**TEKS YANG DIBERIKAN**
* * * * * * *

Hal yang sama juga ditunjukan pada pendidikan Islam di Pesantren. Balaghah, manthiq atau 'Arudh kerap dijadikan mata pelajaran wajib. Pelajaran yang bila dikuti dengan baik, akan menuntun santri dalam menyusun kata-kata dengan benar dan indah.
Hal menarik adalah ketika seni merangkai kata-kata Indah ketika bertautan dengan Al-Quran. Masyarakat melihat bahwa kata-kata suci dan indah dalam Al-Quran bukan hanya mesti dibaca, tetapi juga ditulis untuk dijaga, dilestarikan dan disebarkan.
Hanya saja kata-kata indah, juga mesti ditulis dengan baik dan indah. Apalagi kata-kata yang indah dan suci seperti Al-Quran. Dari sinilah muncul seni menulis indah huruf arab yang dikenal dengan Khattul 'Arabi atau Kaligrafi.
Seni Kaligrafi mulai muncul pada abad ke-7 masa Khalifah Abasiyah. Karena pertama kali muncul di Kufah, Irak, Khat Kufi menjadi salah satu bentuk Khat paling awal dan paling dikenal sampai sekarang.
Situs online Encyclopedia Britannica menyebut nama Ibnu Muqala (886-940) sebagai salah seorang yang memperkenalkan prinsip dasar Kaligrafi. Bahwa kaligrafi disusun berdasar proporsi diantara tiga elemen penting, yaitu titik, alif dan bulatan.
Seni menulis indah inilah yang di abad modern memunculkan sosok Steve Jobs. Pendiri Apple, inovator dan Maha Guru dunia marketing modern dan IT.

* * * * * * *

**CUPLIKAN DATA**

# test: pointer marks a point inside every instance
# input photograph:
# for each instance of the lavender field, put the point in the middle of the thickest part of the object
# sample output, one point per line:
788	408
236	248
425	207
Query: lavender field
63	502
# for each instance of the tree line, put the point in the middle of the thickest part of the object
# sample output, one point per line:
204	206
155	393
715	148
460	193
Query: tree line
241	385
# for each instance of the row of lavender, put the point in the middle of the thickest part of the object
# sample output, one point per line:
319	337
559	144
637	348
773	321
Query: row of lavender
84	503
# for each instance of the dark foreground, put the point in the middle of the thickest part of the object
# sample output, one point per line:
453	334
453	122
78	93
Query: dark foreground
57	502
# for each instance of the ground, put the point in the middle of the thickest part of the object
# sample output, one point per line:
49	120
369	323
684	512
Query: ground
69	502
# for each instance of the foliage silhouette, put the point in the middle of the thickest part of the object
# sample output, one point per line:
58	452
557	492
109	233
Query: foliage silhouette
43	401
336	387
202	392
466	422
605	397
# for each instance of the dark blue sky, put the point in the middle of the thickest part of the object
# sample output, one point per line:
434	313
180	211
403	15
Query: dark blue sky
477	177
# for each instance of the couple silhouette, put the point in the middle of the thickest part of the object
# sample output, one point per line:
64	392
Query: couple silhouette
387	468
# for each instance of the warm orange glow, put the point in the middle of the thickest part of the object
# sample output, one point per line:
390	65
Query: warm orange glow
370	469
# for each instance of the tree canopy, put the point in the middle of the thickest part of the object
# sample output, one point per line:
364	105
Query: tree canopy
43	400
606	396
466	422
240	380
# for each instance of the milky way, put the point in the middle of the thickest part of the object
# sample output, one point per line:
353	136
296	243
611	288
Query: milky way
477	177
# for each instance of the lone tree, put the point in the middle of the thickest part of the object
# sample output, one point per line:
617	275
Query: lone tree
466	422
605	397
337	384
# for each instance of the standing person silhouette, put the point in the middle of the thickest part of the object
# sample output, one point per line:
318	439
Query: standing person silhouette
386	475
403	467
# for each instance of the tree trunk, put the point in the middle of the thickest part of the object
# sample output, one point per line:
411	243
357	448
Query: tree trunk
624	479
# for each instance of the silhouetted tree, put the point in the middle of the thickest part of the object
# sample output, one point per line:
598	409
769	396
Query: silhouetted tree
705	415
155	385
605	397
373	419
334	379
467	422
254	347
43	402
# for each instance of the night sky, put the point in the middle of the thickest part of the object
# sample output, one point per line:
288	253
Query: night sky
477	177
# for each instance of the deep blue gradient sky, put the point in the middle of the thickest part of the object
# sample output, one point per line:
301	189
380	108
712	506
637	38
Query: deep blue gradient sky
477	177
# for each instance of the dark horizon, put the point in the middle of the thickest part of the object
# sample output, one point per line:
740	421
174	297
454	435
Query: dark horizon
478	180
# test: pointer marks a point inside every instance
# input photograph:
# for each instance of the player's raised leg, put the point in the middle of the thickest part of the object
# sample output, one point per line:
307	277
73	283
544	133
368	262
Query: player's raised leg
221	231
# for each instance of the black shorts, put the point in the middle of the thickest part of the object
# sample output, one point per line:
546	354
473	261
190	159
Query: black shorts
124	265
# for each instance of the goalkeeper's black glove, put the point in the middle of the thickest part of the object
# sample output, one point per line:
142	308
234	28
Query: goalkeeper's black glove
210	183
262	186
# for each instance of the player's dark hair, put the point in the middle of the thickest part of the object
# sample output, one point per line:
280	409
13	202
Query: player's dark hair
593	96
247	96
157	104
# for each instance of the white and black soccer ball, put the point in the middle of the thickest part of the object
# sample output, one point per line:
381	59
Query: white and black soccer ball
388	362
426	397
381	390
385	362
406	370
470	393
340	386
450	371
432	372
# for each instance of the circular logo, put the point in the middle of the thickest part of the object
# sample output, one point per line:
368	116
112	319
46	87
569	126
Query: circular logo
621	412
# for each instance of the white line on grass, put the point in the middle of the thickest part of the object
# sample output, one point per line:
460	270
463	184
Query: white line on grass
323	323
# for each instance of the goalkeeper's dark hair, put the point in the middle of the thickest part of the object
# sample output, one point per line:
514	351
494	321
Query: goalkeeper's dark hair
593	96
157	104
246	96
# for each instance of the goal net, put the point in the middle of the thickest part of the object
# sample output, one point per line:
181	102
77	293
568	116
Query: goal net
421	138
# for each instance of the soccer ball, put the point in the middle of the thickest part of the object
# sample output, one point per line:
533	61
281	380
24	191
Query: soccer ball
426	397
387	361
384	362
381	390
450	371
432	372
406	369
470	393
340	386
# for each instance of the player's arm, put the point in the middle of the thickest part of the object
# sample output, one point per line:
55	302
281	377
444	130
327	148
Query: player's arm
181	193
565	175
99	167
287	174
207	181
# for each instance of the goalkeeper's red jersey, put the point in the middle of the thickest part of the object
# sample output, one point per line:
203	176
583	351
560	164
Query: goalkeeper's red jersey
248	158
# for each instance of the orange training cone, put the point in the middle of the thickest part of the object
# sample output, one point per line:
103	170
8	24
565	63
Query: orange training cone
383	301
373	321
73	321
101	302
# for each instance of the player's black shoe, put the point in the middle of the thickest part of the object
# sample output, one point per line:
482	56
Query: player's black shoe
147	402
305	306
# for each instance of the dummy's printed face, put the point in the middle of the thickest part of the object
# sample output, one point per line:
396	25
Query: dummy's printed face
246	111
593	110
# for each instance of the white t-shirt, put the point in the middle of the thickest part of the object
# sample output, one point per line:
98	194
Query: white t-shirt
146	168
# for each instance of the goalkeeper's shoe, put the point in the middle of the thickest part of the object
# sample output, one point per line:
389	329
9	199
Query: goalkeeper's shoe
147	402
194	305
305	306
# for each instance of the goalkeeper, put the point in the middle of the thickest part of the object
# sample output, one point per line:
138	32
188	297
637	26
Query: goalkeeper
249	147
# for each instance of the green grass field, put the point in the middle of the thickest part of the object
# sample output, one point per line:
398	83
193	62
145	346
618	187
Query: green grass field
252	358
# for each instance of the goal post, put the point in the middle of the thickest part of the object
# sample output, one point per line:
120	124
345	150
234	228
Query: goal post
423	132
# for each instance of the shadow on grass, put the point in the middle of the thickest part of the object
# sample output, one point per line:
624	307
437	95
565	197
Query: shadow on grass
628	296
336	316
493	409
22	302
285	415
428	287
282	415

* * * * * * *

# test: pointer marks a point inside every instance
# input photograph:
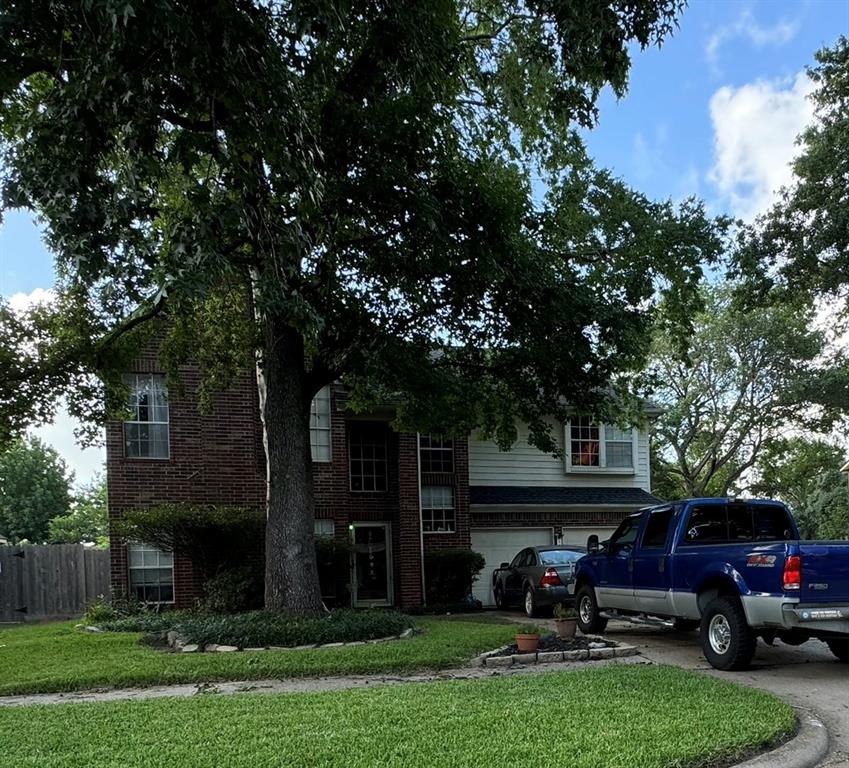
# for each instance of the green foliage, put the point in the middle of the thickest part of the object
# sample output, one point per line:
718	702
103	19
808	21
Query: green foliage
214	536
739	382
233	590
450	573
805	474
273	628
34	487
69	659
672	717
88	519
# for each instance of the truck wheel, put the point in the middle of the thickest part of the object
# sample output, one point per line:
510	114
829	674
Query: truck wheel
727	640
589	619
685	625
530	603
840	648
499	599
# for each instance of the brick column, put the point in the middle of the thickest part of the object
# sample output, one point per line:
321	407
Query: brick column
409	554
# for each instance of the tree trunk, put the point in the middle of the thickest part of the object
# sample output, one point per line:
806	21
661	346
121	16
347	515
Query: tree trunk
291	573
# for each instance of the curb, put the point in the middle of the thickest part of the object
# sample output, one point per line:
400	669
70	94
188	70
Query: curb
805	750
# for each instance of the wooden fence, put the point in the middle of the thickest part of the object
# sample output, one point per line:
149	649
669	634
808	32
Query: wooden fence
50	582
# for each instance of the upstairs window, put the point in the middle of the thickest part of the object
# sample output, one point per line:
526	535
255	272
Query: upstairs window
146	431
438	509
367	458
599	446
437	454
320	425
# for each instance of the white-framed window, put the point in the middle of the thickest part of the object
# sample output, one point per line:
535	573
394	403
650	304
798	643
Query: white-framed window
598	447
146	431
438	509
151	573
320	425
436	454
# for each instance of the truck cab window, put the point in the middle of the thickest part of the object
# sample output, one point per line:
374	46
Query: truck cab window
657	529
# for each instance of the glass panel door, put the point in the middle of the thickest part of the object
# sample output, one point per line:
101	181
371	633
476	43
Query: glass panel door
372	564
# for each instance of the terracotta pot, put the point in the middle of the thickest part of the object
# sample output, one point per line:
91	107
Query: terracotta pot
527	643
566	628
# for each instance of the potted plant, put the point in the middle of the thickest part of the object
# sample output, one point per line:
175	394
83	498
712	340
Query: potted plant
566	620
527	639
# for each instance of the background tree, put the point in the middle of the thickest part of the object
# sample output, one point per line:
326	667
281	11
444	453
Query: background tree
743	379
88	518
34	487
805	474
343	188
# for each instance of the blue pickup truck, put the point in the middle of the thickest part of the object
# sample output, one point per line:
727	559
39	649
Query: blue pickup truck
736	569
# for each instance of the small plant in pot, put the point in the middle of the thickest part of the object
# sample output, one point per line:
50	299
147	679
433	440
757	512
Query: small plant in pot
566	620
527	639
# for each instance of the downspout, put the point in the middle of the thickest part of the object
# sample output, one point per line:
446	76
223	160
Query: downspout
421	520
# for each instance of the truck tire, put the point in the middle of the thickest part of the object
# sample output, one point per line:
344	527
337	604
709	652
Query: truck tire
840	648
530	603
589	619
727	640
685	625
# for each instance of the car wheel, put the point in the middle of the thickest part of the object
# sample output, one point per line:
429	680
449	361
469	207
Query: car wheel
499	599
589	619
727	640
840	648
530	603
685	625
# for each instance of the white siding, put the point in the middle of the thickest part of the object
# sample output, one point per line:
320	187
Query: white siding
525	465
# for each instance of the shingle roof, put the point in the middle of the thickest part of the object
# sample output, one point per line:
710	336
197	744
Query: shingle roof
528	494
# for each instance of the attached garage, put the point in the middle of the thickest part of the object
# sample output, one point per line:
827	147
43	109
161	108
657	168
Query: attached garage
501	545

* * * * * * *

**TINDAKAN YANG DIPERLUKAN**
[A] Sebutkan semua elemen yang menurut teks tentang kaligrafi menjadi dasar proporsi dalam penyusunan kaligrafi.
[B] Lanjutkan teks tentang seni kaligrafi setelah kalimat terakhirnya.

**HASIL PER TUGAS**
[A] Titik, alif, dan bulatan.

[B]
Berbicara di depan wisudawan Stanford University pada 12 Juni 2005, Jobs menceritakan bahwa salah satu fase penting dalam hidupnya adalah belajar cara menulis indah atau kaligrafi.
Menurut Jobs, mempelajari kaligrafi atau menulis indah adalah salah satu titik kehidupan penting yang pernah dia jalani. Karena belajar kaligrafi inilah Jobs bisa membuat Mac sebagai komputer yang berbeda dengan komputer yang ada sebelumnya.
Patung Dan Arsitektur
Kembali pada apa yang diungkapkan Hitti diatas. Bahwa Arab unggul dalam seni merangkai kata-kata indah. Berbeda dengan Yunani yang unggul dalam seni Patung dan Arsitektur. Dengan kata lain, Patung dan Arsitektur bukanlah keunggulan masyarakat Arab ketika itu.
Absennya Seni Patung dalam kehidupan masyarakat Arab sepertinya masih berjalan sampai sekarang.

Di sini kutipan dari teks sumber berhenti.